>> START Stored data
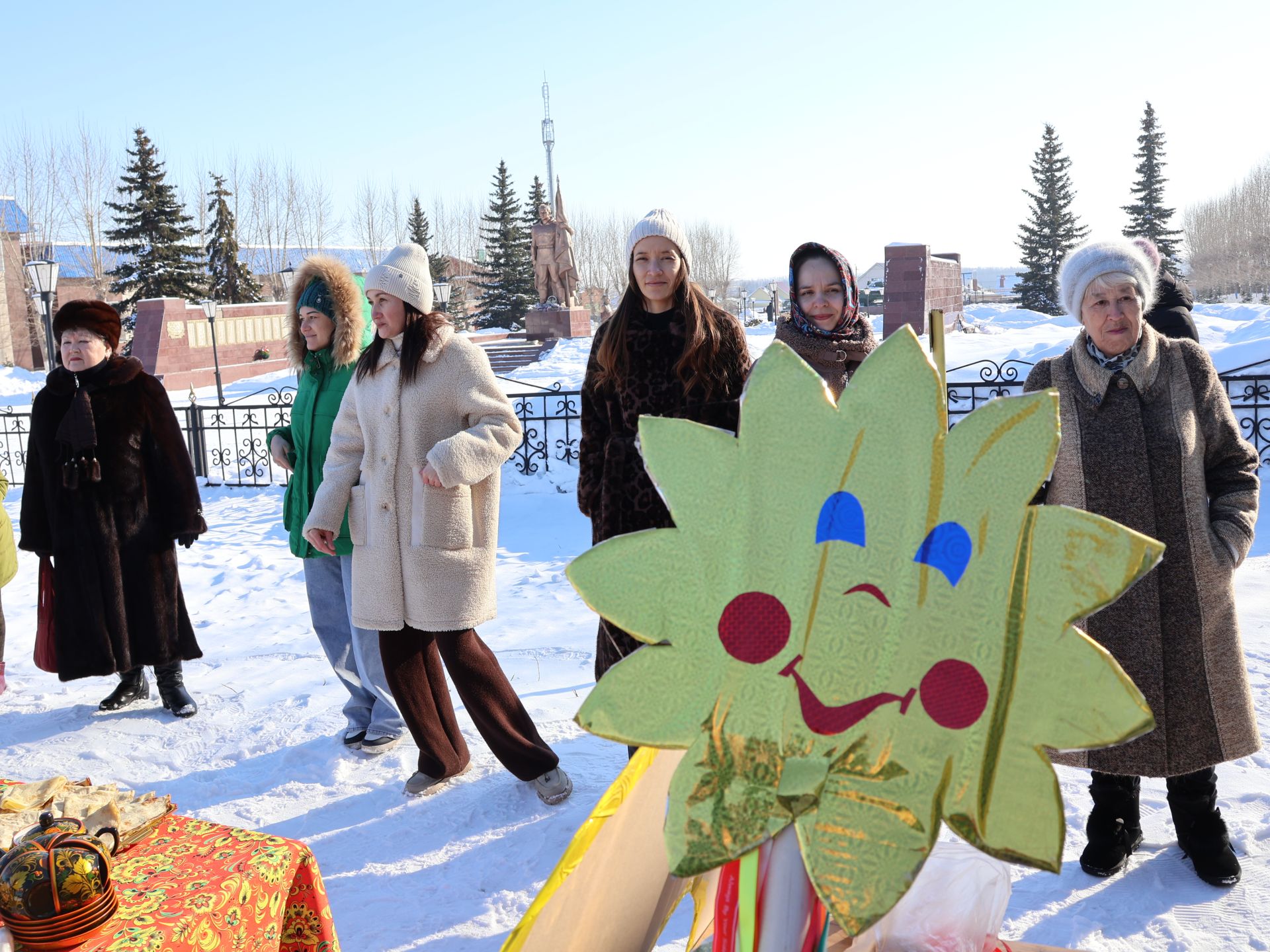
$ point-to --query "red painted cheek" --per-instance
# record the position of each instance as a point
(954, 695)
(755, 627)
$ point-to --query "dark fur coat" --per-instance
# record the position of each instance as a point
(118, 602)
(614, 488)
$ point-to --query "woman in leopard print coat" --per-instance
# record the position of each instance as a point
(667, 352)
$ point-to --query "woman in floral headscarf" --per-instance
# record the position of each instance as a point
(825, 327)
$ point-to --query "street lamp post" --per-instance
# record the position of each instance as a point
(44, 280)
(210, 311)
(441, 295)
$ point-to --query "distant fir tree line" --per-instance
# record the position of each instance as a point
(1052, 229)
(157, 240)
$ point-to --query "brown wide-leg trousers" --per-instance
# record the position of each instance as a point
(413, 664)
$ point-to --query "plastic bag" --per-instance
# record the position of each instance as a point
(956, 904)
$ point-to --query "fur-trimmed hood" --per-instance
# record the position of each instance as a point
(353, 325)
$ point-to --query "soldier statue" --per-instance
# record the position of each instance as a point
(554, 270)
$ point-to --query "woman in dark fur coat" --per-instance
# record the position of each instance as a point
(110, 489)
(667, 352)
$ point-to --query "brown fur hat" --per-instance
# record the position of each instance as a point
(95, 317)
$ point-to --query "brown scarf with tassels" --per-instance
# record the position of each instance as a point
(78, 429)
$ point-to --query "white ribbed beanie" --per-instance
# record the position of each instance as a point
(1099, 258)
(404, 273)
(659, 222)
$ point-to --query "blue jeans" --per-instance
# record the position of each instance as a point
(353, 653)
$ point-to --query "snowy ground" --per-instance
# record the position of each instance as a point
(263, 752)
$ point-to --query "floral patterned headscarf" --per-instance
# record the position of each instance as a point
(850, 314)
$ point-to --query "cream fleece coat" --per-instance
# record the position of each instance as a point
(422, 556)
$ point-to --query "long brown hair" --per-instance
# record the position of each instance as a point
(708, 331)
(419, 331)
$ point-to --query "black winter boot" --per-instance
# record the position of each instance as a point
(172, 690)
(132, 687)
(1201, 829)
(1114, 826)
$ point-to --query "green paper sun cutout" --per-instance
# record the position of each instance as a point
(860, 626)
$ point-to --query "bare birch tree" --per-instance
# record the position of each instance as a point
(31, 172)
(317, 223)
(368, 220)
(1228, 240)
(715, 253)
(87, 182)
(272, 194)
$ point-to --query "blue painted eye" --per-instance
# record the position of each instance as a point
(842, 518)
(948, 547)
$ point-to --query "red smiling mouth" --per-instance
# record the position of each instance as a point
(827, 720)
(868, 588)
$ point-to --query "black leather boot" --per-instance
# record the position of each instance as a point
(132, 687)
(1114, 826)
(172, 690)
(1201, 829)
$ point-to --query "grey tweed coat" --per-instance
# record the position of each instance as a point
(1158, 448)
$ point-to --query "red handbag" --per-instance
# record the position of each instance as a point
(46, 651)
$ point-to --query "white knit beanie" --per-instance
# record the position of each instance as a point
(404, 273)
(1097, 258)
(659, 222)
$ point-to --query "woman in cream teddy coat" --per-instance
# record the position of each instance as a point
(414, 456)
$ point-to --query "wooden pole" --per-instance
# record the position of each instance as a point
(937, 320)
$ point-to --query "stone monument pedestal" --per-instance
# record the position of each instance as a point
(548, 323)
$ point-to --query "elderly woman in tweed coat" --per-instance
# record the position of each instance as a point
(1150, 441)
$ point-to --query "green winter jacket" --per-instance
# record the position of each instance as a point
(323, 379)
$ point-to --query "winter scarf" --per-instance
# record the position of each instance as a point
(78, 429)
(851, 313)
(1113, 364)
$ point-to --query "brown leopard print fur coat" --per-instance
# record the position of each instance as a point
(614, 489)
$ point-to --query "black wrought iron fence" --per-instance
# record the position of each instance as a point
(229, 444)
(972, 385)
(1250, 399)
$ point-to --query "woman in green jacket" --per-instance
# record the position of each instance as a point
(329, 328)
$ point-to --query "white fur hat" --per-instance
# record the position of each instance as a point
(659, 222)
(404, 273)
(1099, 258)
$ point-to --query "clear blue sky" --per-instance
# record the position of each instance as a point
(850, 124)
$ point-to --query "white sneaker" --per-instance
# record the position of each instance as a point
(379, 746)
(423, 785)
(553, 787)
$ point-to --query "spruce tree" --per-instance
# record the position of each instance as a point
(538, 196)
(458, 306)
(507, 276)
(151, 234)
(421, 234)
(1052, 229)
(230, 281)
(1147, 215)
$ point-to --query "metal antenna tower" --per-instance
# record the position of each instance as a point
(548, 138)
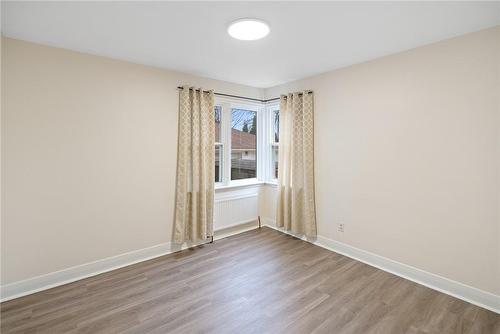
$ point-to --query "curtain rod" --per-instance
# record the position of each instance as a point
(243, 97)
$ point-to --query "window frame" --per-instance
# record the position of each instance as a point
(227, 104)
(272, 107)
(220, 144)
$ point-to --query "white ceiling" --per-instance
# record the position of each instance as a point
(306, 38)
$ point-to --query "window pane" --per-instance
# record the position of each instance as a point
(218, 115)
(275, 161)
(276, 125)
(218, 163)
(243, 144)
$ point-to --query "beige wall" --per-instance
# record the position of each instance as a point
(407, 155)
(88, 156)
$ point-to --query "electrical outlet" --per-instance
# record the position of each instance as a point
(341, 227)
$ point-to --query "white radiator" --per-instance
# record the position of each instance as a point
(235, 210)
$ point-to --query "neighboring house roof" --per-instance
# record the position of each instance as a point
(241, 140)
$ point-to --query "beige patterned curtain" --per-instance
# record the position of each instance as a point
(296, 205)
(195, 166)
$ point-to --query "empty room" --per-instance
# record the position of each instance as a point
(250, 167)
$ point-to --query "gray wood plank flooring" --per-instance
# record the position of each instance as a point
(261, 281)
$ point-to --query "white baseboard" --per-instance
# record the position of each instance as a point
(72, 274)
(453, 288)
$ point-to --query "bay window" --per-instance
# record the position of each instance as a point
(243, 132)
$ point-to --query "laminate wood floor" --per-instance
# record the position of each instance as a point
(261, 281)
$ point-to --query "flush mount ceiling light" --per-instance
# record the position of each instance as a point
(248, 29)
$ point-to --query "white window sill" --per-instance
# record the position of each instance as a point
(238, 184)
(245, 183)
>> END Stored data
▶ [What the task asks]: Copy the stretch of lines that opens with the line containing "woman in tweed" and closes with the line containing "(1113, 364)", including both ends.

▶ [Solution to this exercise]:
$ point-to --query "elderly woman in tweed coat" --per-instance
# record the position of each instance as a point
(1150, 441)
$ point-to --query "green winter jacket" --per-instance
# record the position of each instance as a point
(323, 379)
$ point-to --query "winter scarf" --per-instance
# record the position of each instance as a point
(78, 429)
(851, 313)
(1113, 364)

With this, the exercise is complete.